> [Document segment]:
Like Disappears, New Orleans' Belong reside on the heavier end of Kranky's spectrum. Using guitars, drum machine and layered vocals, the duo throws up a wall of sound inspired by My Bloody Valentine, Daydream Nation-era Sonic Youth and even, faintly, The Jesus and Mary Chain. But there's a celestial cast to the music, suffused in cathedral reverb and powdered with dust motes, that's unique to Belong; the deep fuzz of "Keep Still" suggests they've spent just as much time listening to the ambient whorl of Wolfgang Voigt's Gas project.
Despite the title, there's nary a hint of rave in Tim Hecker's Ravedeath, 1972, another installment in the Montreal musician's impressive catalog of rapturous ambient music. Recorded in a Reykjavik church, the album is based on thrumming pipe organs that are layered and processed in Hecker's computer, resulting in an almost overwhelmingly rich sound. Iceland's Ben Frost provided recording assistance, but the music here is more meditative, and occasionally ecstatic, than Frost's own bleak, blackened isolationism. For fans of Stephan Mathieu and Peter Maxwell Davies, it's an ambient masterpiece.
Despite its self-effacing name, there's nothing restrained about this Chicago quartet. Controlled, yes: their garage rave-ups are held in check by the lockstep repetition and slowly surging energy of minimalist post punk. Wah-wah guitars lap against droning pedal tones, with sneering vocals -- "This is not a bastard song" -- suggesting The Stooges or the MC5 channeled through '80s punk. It's a far cry from Kranky's ambient releases, but it's also easy to hear how its psychedelic colors and fuzzy textures are cut from the same cloth.
Originally released on Stefan Nemeth's Mosz label in 2006, Pan American's For Waiting, For Chasing gets reissued by their longtime home, Kranky. It's timely: abandoning their dubby, post-rock foundations for crackling drones and incidental skitter, the band helped expose a vein of electro-acoustic experimentation that's still being mined today by all manner of ambient projects. In the vein of Oval, Supersilent, or Loscil, but with its own distinct sense of space and motion, it's sensual, engrossing stuff, as elegantly warped as driftwood.

> [Recorded data]:
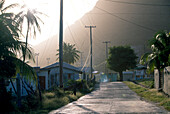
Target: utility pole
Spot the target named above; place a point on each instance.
(91, 46)
(106, 71)
(61, 44)
(81, 58)
(37, 54)
(48, 60)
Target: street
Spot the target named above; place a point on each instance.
(113, 97)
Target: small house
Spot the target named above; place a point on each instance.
(49, 75)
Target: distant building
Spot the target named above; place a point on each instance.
(49, 75)
(86, 72)
(128, 75)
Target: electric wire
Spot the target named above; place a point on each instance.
(136, 3)
(125, 20)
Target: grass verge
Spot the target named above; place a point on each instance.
(148, 83)
(150, 95)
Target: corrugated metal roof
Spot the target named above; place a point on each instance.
(65, 65)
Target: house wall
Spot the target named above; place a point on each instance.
(127, 76)
(44, 73)
(53, 77)
(31, 83)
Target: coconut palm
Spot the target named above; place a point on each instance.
(160, 56)
(10, 47)
(70, 53)
(31, 17)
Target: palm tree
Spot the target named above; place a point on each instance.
(10, 47)
(31, 17)
(160, 56)
(70, 53)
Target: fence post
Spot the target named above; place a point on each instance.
(18, 90)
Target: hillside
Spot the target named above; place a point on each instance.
(123, 23)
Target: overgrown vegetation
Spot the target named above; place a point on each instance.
(54, 98)
(148, 83)
(150, 94)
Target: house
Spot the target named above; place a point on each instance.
(49, 75)
(128, 75)
(26, 85)
(86, 72)
(166, 80)
(140, 72)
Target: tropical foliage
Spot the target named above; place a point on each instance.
(32, 19)
(70, 53)
(10, 49)
(159, 58)
(121, 58)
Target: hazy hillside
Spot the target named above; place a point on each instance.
(128, 22)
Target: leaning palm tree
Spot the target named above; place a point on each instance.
(31, 17)
(10, 47)
(70, 53)
(160, 56)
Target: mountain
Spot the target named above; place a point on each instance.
(130, 22)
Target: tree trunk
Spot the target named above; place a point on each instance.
(160, 80)
(121, 76)
(39, 88)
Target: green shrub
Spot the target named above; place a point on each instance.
(50, 95)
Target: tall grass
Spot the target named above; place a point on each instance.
(150, 94)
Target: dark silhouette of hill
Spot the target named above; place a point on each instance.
(121, 22)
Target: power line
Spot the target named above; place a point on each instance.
(73, 37)
(86, 60)
(141, 26)
(135, 3)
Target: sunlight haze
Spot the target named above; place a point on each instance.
(73, 10)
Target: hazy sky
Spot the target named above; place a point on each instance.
(73, 10)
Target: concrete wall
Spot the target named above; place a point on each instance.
(166, 79)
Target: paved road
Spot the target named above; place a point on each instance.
(113, 97)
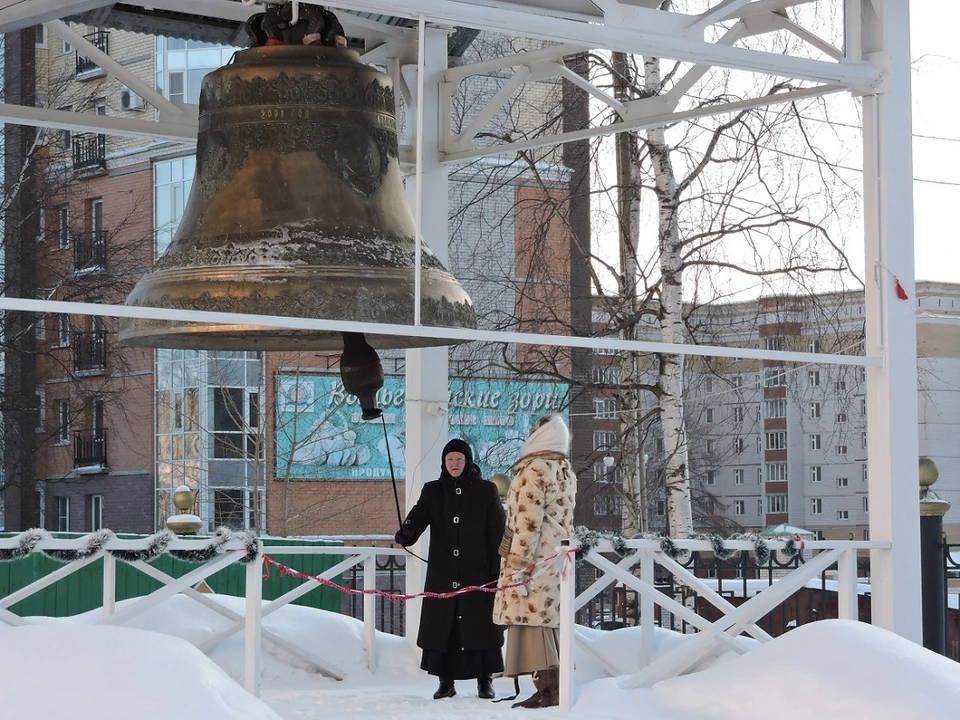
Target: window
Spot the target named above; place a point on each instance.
(606, 374)
(228, 507)
(96, 513)
(182, 64)
(40, 324)
(63, 227)
(777, 503)
(235, 415)
(774, 377)
(605, 439)
(773, 342)
(776, 472)
(63, 514)
(777, 440)
(66, 139)
(63, 422)
(602, 473)
(63, 331)
(775, 408)
(605, 408)
(41, 224)
(172, 181)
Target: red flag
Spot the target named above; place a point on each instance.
(901, 293)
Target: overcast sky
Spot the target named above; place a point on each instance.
(936, 77)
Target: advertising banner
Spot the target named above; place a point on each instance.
(320, 434)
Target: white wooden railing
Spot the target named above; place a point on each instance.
(634, 571)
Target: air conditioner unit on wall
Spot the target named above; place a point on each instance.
(129, 100)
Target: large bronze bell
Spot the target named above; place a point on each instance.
(297, 209)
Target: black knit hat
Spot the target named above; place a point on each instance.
(456, 445)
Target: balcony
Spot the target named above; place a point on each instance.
(90, 451)
(90, 352)
(89, 151)
(87, 68)
(90, 251)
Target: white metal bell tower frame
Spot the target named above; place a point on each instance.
(874, 63)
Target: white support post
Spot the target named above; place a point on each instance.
(426, 371)
(109, 585)
(891, 331)
(648, 562)
(568, 596)
(370, 610)
(848, 607)
(252, 646)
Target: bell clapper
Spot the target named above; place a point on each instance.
(362, 373)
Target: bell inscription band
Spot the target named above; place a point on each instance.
(298, 210)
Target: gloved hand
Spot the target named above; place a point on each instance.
(521, 576)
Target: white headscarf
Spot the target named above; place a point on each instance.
(552, 436)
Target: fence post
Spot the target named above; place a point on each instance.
(568, 596)
(933, 567)
(251, 632)
(109, 585)
(370, 609)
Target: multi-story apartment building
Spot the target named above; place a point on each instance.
(773, 442)
(115, 429)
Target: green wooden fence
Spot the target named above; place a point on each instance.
(82, 590)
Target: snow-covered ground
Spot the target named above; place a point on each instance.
(70, 668)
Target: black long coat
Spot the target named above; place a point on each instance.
(466, 521)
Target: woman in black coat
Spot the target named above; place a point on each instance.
(466, 519)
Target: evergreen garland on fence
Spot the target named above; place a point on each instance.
(157, 544)
(589, 539)
(26, 542)
(94, 546)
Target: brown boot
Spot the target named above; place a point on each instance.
(547, 683)
(549, 686)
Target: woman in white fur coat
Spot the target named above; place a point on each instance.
(540, 506)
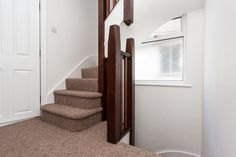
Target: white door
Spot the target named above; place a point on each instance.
(19, 60)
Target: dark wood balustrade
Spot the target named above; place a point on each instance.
(117, 100)
(120, 101)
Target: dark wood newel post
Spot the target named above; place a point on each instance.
(114, 85)
(128, 12)
(130, 48)
(101, 53)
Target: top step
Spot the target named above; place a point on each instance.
(90, 72)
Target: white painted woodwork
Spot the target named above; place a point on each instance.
(19, 60)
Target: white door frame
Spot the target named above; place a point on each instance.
(43, 47)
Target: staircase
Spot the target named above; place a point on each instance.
(79, 106)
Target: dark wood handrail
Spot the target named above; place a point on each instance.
(116, 128)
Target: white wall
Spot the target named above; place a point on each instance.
(76, 37)
(220, 79)
(169, 118)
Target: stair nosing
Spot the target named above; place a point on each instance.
(64, 93)
(95, 111)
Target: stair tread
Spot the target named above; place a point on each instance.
(70, 112)
(91, 72)
(76, 93)
(82, 84)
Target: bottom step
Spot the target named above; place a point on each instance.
(70, 118)
(72, 125)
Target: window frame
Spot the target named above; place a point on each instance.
(171, 83)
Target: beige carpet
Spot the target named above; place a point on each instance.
(35, 138)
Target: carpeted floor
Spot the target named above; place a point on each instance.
(35, 138)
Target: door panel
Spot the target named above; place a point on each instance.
(19, 60)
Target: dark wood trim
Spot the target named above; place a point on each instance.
(101, 52)
(108, 7)
(128, 12)
(130, 48)
(114, 86)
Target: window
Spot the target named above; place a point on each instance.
(160, 58)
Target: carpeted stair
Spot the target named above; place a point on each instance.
(79, 106)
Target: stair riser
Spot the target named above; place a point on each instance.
(82, 85)
(83, 103)
(90, 73)
(71, 124)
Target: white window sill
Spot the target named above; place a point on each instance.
(180, 84)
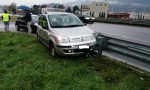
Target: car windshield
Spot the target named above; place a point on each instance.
(64, 20)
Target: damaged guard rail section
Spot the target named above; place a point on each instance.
(126, 48)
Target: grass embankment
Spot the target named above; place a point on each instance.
(13, 18)
(26, 65)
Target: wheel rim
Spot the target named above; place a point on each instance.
(16, 27)
(53, 51)
(38, 38)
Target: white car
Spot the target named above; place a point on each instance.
(64, 34)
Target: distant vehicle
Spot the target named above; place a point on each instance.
(22, 24)
(65, 34)
(86, 18)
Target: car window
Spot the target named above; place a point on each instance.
(44, 23)
(40, 20)
(64, 20)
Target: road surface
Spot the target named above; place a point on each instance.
(135, 34)
(11, 26)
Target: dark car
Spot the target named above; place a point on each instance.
(86, 18)
(22, 24)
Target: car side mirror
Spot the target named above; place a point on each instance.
(45, 27)
(85, 24)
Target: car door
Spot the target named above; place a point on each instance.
(45, 31)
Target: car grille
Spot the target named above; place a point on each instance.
(82, 39)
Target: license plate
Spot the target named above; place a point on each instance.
(84, 47)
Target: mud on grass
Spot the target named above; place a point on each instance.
(25, 64)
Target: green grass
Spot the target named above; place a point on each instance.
(26, 65)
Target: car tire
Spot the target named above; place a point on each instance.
(52, 50)
(38, 38)
(17, 27)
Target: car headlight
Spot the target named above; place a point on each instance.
(87, 18)
(93, 18)
(63, 39)
(94, 35)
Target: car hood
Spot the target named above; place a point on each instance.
(73, 31)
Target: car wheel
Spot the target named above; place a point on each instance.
(38, 38)
(52, 50)
(17, 28)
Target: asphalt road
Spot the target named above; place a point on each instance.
(135, 34)
(11, 26)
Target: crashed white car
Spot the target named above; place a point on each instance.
(64, 34)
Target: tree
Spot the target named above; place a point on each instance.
(75, 8)
(69, 9)
(61, 6)
(36, 9)
(12, 8)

> [What is being asked]:
Answer these questions using the album reviews:
1. Which city is Belong from?
2. Where was Tim Hecker's Ravedeath, 1972 recorded?
3. On what label, and in what year, was Pan American's For Waiting, For Chasing first released?

> [Written answer]:
1. New Orleans.
2. In a Reykjavik church.
3. Stefan Nemeth's Mosz label, in 2006.